Position des médecins face à la question : « jeux vidéo et dépendance » :

Là encore, les avis sont partagés, et ce sur plusieurs points :

Tout d’abord, au niveau de la notion d’addiction même. D’un point de vue purement quantitatif, la pratique d’une activité ne peut engendrer d’addiction clinique que si celle-ci entraîne la sécrétion de certaines substances par le cerveau, et ce sont alors justement ces substances qui sont à l’origine du phénomène de manque en cas d’arrêt de l’activité.

Il existe déjà sur ce point certaines divergences, puisque certains praticiens prétendent avoir mis en évidence chez les enfants pratiquant abondamment les jeux vidéo l’hypersécrétion de diverses substances stimulatrices, telles la dopamine, ou encore l’adrénaline. La dopamine est le neurotransmetteur dont la non élimination par le cerveau est responsable du phénomène de manque chez les alcooliques ( !) ; l’adrénaline, quant à elle, est un stimulant cardiaque bien connu, sécrété par les glandes surrénales lors de situations stressantes pour l’individu.

D’autres praticiens, en revanche, prétendent au contraire que la sécrétion de ces substances n’est absolument pas symptomatique de l’établissement d’une addiction chez l’enfant.

Au niveau de la position exacte des jeux vidéo dans le phénomène de dépendance et de désocialisation, là encore, les avis sont partagés.

* _Tâches à réaliser_:
(1) Pour chacune des affirmations (a), (b) et (c), dites si elle concorde avec le texte sur les jeux vidéo et la dépendance, en répondant par oui ou par non et en citant mot pour mot le passage décisif. (a) L'adrénaline est sécrétée par les glandes surrénales lors de situations stressantes. (b) Tous les praticiens voient dans la sécrétion de ces substances le signe d'une addiction chez l'enfant. (c) Les avis sont unanimes sur la place des jeux vidéo dans la dépendance et la désocialisation.
(2) Rédigez la suite du texte sur les jeux vidéo et la dépendance en un ou deux paragraphes, à partir de sa dernière phrase.

* _Données fournies_:

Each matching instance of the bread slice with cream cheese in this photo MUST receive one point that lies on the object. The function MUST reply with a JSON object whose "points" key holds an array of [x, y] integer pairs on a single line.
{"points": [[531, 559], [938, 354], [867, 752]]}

* _Réponses_:
(1)
(a) Oui : « sécrété par les glandes surrénales lors de situations stressantes pour l’individu ».
(b) Non : « D’autres praticiens, en revanche, prétendent au contraire que la sécrétion de ces substances n’est absolument pas symptomatique de l’établissement d’une addiction chez l’enfant. »
(c) Non : « là encore, les avis sont partagés ».

(2)
Une première catégorie de professionnels de la santé mentale estime que les jeux vidéo ne sont que les révélateurs d’une inaptitude initiale à la communication : ce n’est d’après eux que parce que l’enfant présente déjà un trouble comportemental qu’il va trouver excessivement refuge dans les jeux. C’est ainsi par manque d’estime de soi, par peur d’affronter les difficultés réelles du monde extérieur, ou encore par peur de la communication avec les autres que l’enfant se réfugie dans son monde virtuel où il peut là en revanche triompher de ses difficultés. Ces psychiatres vont même jusqu’à affirmer que si le jeu vidéo n’existait pas, le phénomène de repliement sur soi de ces enfants se réaliserait avec l’aide d’autre chose, comme par exemple un enfermement dans la lecture, ou encore la pratique d’un sport totalement solitaire. Les jeux vidéo ne présentent donc selon eux pas plus de danger supplémentaire en matière d’addiction que toute autre pratique isolant l’enfant du reste de sa communauté, telles la lecture ou la pratique de sports solitaires. On ne pourrait donc pas parler de danger d’addiction par la pratique des jeux vidéo.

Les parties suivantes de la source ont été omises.